Page text>
---*---

The Effect of Dust Aerosol on Satellite Data from Different Color Scanners

A. S. Papkova, E. B. Shybanov, D. V. Kalinskaya

Marine Hydrophysical Institute of RAS, Sevastopol, Russian Federation

e-mail: e-shybanov@mail.ru

Abstract

Purpose. The work is purposed at evaluating the errors in atmospheric correction of the satellite (MODIS Aqua, MODIS Terra, VIIRS SNPP, VIIRS JPSS, NASA HawkEye (SeaHawk) and OLCI (Sentinel 3A)) data for July 28–29, 2021 when a dust transport over the Black Sea region was recorded.

Methods and Results. To assess the scale and intensity of the studied dust transfer, the results of in situ photometric measurements and satellite data were analyzed. The in situ measurement data on aerosol optical depth (AOD) were obtained at the western Black Sea stations _GalataPlatform and Section_7 of the AERONET network (AErosol RObotic NETwork). The variability of sea remote sensing reflectance values during the period under study was analyzed using the additional AERONETOcean Color (AERONET-OC) data. The color scanner (MODIS Aqua/Terra, VIIRS SNPP/JPSS, HawkEye and OCLI) measurements presented in the Ocean Color database were used as satellite data.

---*---

Provided data>
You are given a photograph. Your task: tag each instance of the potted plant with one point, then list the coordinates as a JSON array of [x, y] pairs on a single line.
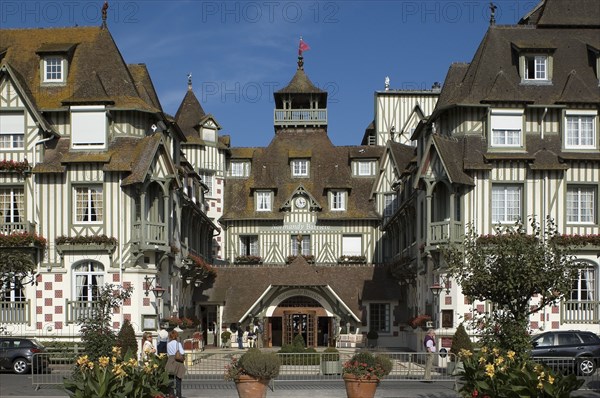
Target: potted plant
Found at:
[[363, 372], [252, 372], [372, 338], [330, 362], [460, 341]]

---*---

Your instructions>
Proceed with the dust aerosol abstract from its final sentence onward. The data above are separate material from the dust aerosol abstract.

Result of the task>
Conclusions. The approximation of errors in atmospheric correction of satellite data for July 28–29, 2021 has resulted in obtaining the power-law dependencies close to λ−5. This is explained by the total contribution of molecular component (λ−4) and aerosol absorption (λ−1). On July 29, 2021, a better pronounced power function is observed since the dust aerosol concentration increases on this day, whereas the contribution of aerosol absorption becomes close to the power dependence λ−2s. Also on the same day, the CALIPSO satellite data showed the presence of not only dust aerosol, but also the biomass burning over the region under study. Modeling the back trajectories of HYSPLIT air flows has shown that just on this day the aerosol masses moved towards the Black Sea from the southwest (Crete Island), that was additionally confirmed by high AOD values over the eastern Mediterranean Sea on July 29, 2021. The combination of two types of absorbing aerosols is assumed to induce even larger inaccuracies in determining the sea remote sensing reflectance for the period under study.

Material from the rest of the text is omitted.